REQUIRED WORK
Repeat the data exactly, leaving out any image.

──────── PROVIDED RECORDS ────────

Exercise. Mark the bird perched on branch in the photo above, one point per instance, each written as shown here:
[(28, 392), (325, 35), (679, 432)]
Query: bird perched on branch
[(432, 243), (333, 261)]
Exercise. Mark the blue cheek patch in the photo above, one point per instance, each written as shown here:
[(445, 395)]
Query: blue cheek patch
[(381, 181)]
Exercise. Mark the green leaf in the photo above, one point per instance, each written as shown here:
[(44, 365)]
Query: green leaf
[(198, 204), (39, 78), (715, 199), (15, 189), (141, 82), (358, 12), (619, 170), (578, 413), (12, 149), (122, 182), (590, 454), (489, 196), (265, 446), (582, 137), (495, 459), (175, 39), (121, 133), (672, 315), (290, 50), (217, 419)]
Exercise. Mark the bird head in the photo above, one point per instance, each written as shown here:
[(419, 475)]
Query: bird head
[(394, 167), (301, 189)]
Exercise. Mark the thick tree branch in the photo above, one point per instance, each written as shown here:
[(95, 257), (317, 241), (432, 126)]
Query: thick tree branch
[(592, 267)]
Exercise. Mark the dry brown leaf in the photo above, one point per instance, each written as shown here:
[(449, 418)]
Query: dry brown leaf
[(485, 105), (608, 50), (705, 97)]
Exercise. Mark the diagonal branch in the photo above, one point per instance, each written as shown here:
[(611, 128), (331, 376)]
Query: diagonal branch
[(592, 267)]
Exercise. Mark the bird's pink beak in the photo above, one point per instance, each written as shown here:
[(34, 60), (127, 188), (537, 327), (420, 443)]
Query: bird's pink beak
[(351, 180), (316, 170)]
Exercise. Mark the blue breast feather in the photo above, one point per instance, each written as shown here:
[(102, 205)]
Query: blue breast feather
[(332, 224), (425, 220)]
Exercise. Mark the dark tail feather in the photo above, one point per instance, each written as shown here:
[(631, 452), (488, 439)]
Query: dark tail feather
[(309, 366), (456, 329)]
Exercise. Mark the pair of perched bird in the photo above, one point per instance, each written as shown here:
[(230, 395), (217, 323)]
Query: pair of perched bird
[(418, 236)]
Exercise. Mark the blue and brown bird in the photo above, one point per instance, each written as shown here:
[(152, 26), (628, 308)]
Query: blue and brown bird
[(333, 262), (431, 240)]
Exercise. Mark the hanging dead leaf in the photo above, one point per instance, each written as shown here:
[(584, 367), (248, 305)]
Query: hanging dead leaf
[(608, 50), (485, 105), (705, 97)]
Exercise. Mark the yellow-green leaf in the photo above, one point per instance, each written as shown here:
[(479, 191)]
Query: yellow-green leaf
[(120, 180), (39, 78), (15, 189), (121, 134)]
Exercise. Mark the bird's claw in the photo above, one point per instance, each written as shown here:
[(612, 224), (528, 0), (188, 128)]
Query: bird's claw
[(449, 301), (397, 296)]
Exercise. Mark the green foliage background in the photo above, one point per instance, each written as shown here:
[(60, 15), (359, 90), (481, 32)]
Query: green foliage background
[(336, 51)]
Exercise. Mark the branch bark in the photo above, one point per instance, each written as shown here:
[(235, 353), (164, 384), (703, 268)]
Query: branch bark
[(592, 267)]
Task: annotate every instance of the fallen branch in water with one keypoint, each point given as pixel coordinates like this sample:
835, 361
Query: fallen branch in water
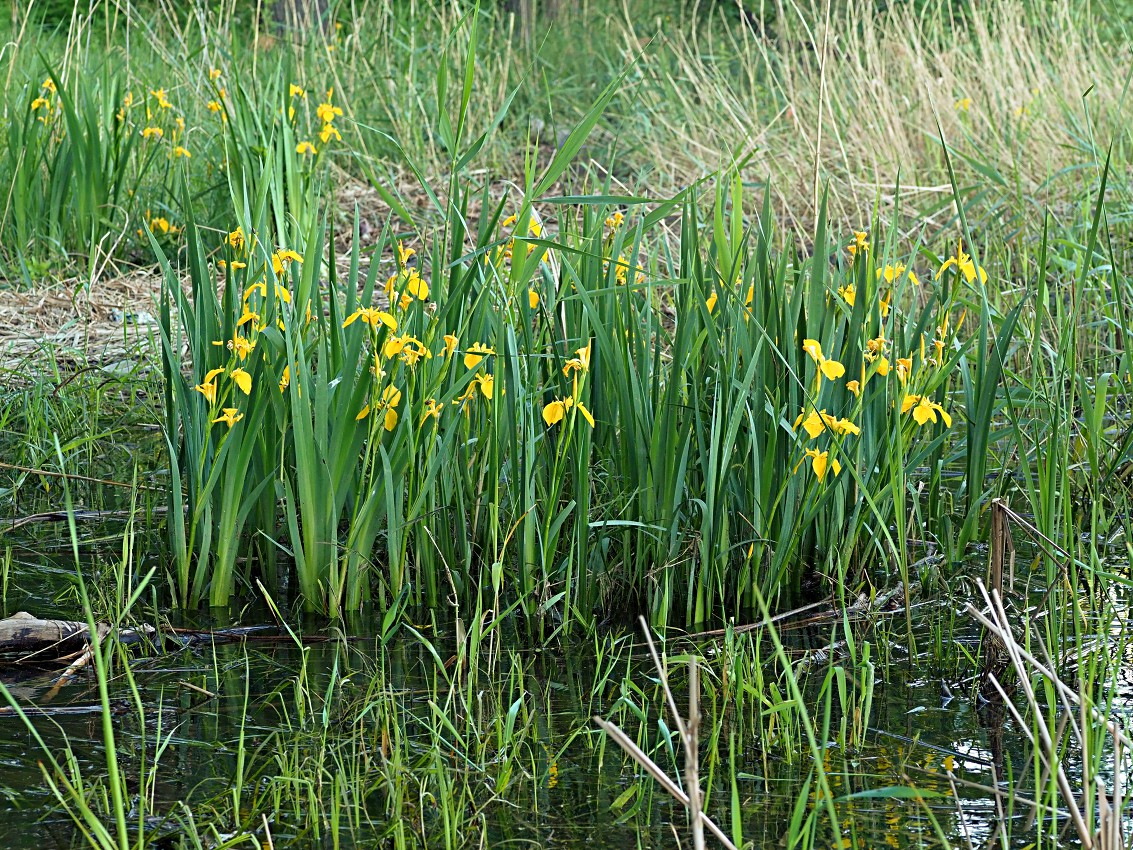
688, 730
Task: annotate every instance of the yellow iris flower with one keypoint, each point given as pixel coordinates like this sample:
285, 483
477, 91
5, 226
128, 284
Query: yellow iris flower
230, 416
964, 265
373, 317
555, 410
925, 410
243, 380
477, 353
820, 461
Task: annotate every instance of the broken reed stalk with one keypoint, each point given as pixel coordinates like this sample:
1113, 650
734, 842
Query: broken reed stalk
1110, 832
688, 730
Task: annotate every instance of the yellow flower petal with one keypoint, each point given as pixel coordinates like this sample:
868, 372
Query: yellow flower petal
554, 413
243, 380
832, 368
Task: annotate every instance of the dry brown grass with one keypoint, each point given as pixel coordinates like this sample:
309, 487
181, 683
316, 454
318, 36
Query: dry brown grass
869, 113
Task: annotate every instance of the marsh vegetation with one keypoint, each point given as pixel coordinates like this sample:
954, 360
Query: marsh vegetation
627, 425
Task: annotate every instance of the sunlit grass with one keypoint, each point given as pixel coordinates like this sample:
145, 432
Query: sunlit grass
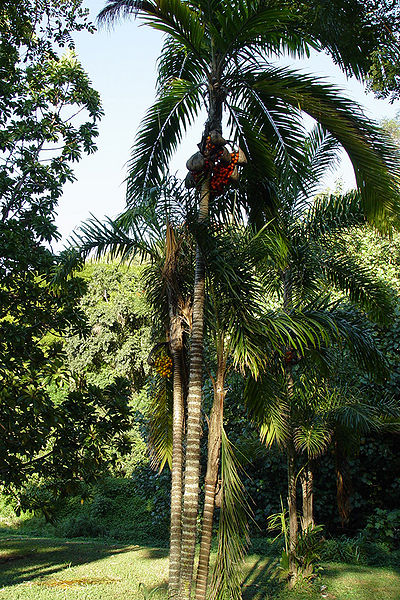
55, 569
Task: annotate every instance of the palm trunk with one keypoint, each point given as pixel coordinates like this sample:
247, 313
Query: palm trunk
176, 342
192, 464
194, 401
292, 505
214, 448
290, 449
343, 485
307, 480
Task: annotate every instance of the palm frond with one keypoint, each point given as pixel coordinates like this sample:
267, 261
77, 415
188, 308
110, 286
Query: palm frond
233, 529
374, 157
160, 133
312, 438
266, 402
331, 212
357, 282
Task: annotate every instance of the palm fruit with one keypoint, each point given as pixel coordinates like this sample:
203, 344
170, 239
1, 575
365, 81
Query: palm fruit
190, 181
242, 160
216, 138
226, 156
163, 365
234, 176
196, 162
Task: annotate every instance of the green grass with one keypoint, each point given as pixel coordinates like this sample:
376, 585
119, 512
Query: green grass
59, 569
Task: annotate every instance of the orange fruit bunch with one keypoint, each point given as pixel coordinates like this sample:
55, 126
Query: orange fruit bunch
221, 174
163, 365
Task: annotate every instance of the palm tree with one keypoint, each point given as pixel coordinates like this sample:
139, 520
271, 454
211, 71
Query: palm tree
156, 230
217, 54
315, 261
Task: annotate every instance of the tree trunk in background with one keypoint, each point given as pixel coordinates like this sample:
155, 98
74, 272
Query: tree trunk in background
343, 485
214, 448
292, 504
176, 343
290, 449
194, 401
307, 480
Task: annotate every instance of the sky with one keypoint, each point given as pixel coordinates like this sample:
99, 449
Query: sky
121, 64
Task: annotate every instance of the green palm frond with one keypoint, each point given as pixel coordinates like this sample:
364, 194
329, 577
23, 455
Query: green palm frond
160, 132
330, 213
241, 25
100, 239
374, 157
160, 422
233, 529
312, 438
357, 282
320, 156
357, 416
266, 403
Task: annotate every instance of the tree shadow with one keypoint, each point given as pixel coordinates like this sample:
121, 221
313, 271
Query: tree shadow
258, 578
30, 559
369, 581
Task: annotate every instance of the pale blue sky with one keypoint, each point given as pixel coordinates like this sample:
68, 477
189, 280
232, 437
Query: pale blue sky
122, 66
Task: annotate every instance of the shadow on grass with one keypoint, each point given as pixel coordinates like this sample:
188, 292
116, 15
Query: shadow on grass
259, 578
27, 559
366, 582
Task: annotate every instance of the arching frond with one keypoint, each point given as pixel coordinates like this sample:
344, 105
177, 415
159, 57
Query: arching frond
233, 529
312, 438
374, 157
331, 212
357, 282
160, 133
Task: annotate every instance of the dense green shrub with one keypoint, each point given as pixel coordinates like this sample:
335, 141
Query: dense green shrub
384, 526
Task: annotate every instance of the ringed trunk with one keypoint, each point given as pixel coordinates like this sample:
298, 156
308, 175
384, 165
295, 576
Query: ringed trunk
293, 523
307, 480
194, 401
214, 448
176, 343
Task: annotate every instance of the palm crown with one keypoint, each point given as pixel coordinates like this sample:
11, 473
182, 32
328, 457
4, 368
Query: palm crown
218, 54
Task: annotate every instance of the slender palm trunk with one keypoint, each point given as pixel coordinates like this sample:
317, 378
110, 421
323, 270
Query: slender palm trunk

────────

SOLUTION TO THE PROBLEM
Exercise. Mark the bird perched on branch in the photo above, one point per instance, each written as shown here:
[(28, 392), (325, 35), (679, 432)]
Query: bird perched on branch
[(432, 243), (333, 261)]
Exercise. Mark the blue cheek patch in the photo above, one point per instance, each written as shown here:
[(445, 395)]
Query: blue cheek patch
[(381, 181)]
Exercise. Mark the green leaf in the photo above, one point per instance, each written as shown here:
[(44, 365)]
Query: green leaf
[(198, 204), (39, 78), (715, 199), (15, 189), (141, 82), (358, 12), (619, 170), (578, 413), (12, 149), (122, 182), (590, 454), (489, 196), (265, 446), (582, 137), (495, 459), (175, 39), (121, 133), (672, 315), (290, 50), (217, 419)]
Exercise. Mark the bird head in the photo above, one point per instance, each written as shown here:
[(419, 475)]
Query: bird head
[(394, 167), (301, 189)]
Exercise. Mark the thick tree branch in the photo above, one point per instance, each written as shown here:
[(95, 257), (317, 241), (432, 126)]
Query: thick tree branch
[(592, 267)]
Exercise. Mark the dry brown leaf in the photo above, one point per instance, each written as shown here:
[(449, 418)]
Query: dry brown leaf
[(485, 105), (608, 50), (705, 97)]
Exercise. Mark the diagonal branch in the photo above, one point per instance, each written as shown here:
[(611, 128), (331, 376)]
Query: diagonal branch
[(592, 267)]
Exercise. Mark the bird's pink beak in the photo above, one point per instance, each written as shown here:
[(34, 60), (127, 188), (537, 327), (420, 443)]
Query: bird's pink beak
[(351, 180), (316, 170)]
Exercise. Mark the blue breast feather in the photo above, one point per instance, each written as shown here:
[(102, 205)]
Query: blue breast feather
[(332, 224), (425, 220)]
Exercise. Mark the dark tail feather in the photo above, one point per instance, each written as shown here:
[(631, 452), (488, 439)]
Query: dark tail feather
[(309, 366), (456, 329)]
Exercise. Mark the pair of perched bird in the photo above, one point per instance, each written as shown here:
[(230, 395), (217, 323)]
Query: pair of perched bird
[(418, 236)]
Exercise. Mark the blue and brown bird in the photo above, one point per instance, each written as shown here:
[(152, 26), (628, 308)]
Query: blue and brown bird
[(333, 262), (431, 240)]
Exercise. Mark the hanging dead leaf in the photo above, one point per instance, each written as shown here:
[(584, 367), (248, 305)]
Query: hanging dead leaf
[(608, 50), (485, 105), (705, 97)]
Exercise. Mark the yellow-green leaf in the photo above, one point per instance, each written as shown here:
[(479, 191)]
Query: yellow-green leaf
[(120, 180), (39, 78), (15, 189), (121, 134)]
Exercise. Mark the bird's claw in the photo above, one point per instance, each written as shown here:
[(612, 224), (528, 0), (188, 128)]
Query: bird's claw
[(449, 301), (397, 296)]
Exercise. Mark the green foliage background in the photo above, one point per instance, each written as shown here:
[(60, 15), (359, 90), (481, 32)]
Query: green foliage background
[(336, 51)]
Exercise. Mark the branch bark in the photo above, one point per instance, each written as shown here:
[(235, 353), (164, 384), (703, 268)]
Query: branch bark
[(592, 267)]
Task: annotate every instance of the fallen branch in water with one keypoint, each point given as pixel coordinates like this sample:
835, 361
Query: fallen branch in water
688, 730
Task: annotate every instance of the yellow iris flower with one keypoint, each point given as pixel coordinates like this sample:
285, 483
477, 91
5, 226
128, 284
Query: yellow iris flower
230, 416
964, 265
373, 317
555, 410
925, 410
243, 380
477, 353
820, 461
Task: annotate every instance of the broken reed stalk with one keypoint, each point given as pixel coordinates like this sample:
1113, 650
734, 842
Query: broken reed stalk
1110, 832
688, 730
Task: annotate every instance of the yellow flower petal with one keypoint, each point given as pixel coordinates like this sample:
868, 372
Query: yellow flower petal
554, 413
243, 380
832, 368
Task: annotate every instance of the dry brown grass with one keypoint, each point given as pixel coordinates like this sample:
309, 487
181, 683
316, 454
318, 36
Query: dry brown grass
869, 113
Task: annotate every instance of the marsh vegetation with one keypoint, each point given as pixel coordinates like this sample:
954, 360
Query: marsh vegetation
627, 425
Task: annotate every instance of the sunlit grass with one keypoint, each point given as pixel coordinates like this sample:
145, 432
Query: sunlit grass
55, 569
Task: annotate every instance of the palm trunk with one keypoint, each point given as pixel coordinates like this sample:
247, 313
Query: palm trunk
176, 342
192, 464
194, 401
292, 505
214, 448
290, 449
343, 485
307, 480
Task: annotate every instance of the palm frond with one keypoint, each point given as pixel coordinates like this sample:
267, 261
77, 415
188, 308
110, 286
Query: palm frond
233, 529
374, 157
160, 133
312, 438
266, 402
331, 212
357, 282
Task: annotate every instance of the palm fruit with one keypoint, each point given as pixel coordinates like this sample:
203, 344
170, 239
1, 575
365, 81
Query: palm fruit
190, 181
242, 160
216, 138
226, 156
163, 365
234, 176
196, 162
Task: annotate every instance of the green grass with one keypoint, each point given as pixel coordinates like this sample:
376, 585
119, 512
Query: green grass
59, 569
Task: annotate every instance of the orange fruit bunch with one keypoint, each point given as pixel coordinates like this sample:
55, 126
Query: orange fruit bunch
221, 174
163, 365
Task: annotate every instance of the palm tree with one keypoint, each point given as pixel coordinates like this sample:
139, 520
271, 454
211, 71
Query: palm tree
156, 230
217, 54
315, 261
Task: annotate every instance of the tree trunk in background with one keypoint, each point given as pixel coordinates like this sample:
155, 98
74, 272
Query: tree trunk in background
343, 485
214, 448
292, 504
176, 343
290, 449
194, 401
307, 480
Task: annotate every instance of the sky with one keypoint, each point given as pixel coordinates like this sample:
99, 449
Query: sky
121, 64
Task: annotate every instance of the green palm frond with one keypoint, each point given as pixel coordinates like this sample:
364, 194
329, 577
23, 455
Query: green palm frond
160, 132
330, 213
241, 25
100, 239
374, 157
160, 422
233, 529
312, 438
357, 282
320, 156
357, 416
266, 403
Task: annotate every instance of the tree shadow with one keypoint, each point given as pixel coordinates like this sample:
121, 221
313, 271
Query: tree shadow
258, 578
30, 559
369, 581
Task: annotate every instance of the pale blue sky with one keypoint, each point given as pixel coordinates like this sample:
68, 477
189, 280
232, 437
Query: pale blue sky
122, 66
Task: annotate every instance of the shadow on grass with one keypoint, each point given as pixel coordinates like this sample:
188, 292
116, 15
Query: shadow on grass
259, 578
27, 559
366, 582
Task: annotate every instance of the arching frond with one keypoint, each point given as pixel coordinates like this sample:
344, 105
177, 415
159, 57
Query: arching frond
233, 529
312, 438
374, 157
331, 212
357, 282
160, 133
Task: annotate every instance of the dense green shrub with one keypoint, each point given as pixel coordinates like this sample:
335, 141
Query: dense green shrub
384, 526
Task: annotate every instance of the ringed trunk with one keypoint, each point given as pixel coordinates like this sample:
298, 156
308, 175
384, 165
295, 576
Query: ringed trunk
293, 523
307, 480
194, 401
214, 448
176, 343
Task: annotate every instance of the palm crown with one keypoint, each point given as pixel coordinates like this sample:
11, 473
182, 32
328, 457
4, 368
Query: palm crown
218, 54
Task: annotate every instance of the slender palm trunk with one keypoint, each point given as pixel coordinates like this sample:
317, 378
110, 421
323, 270
Query: slender palm trunk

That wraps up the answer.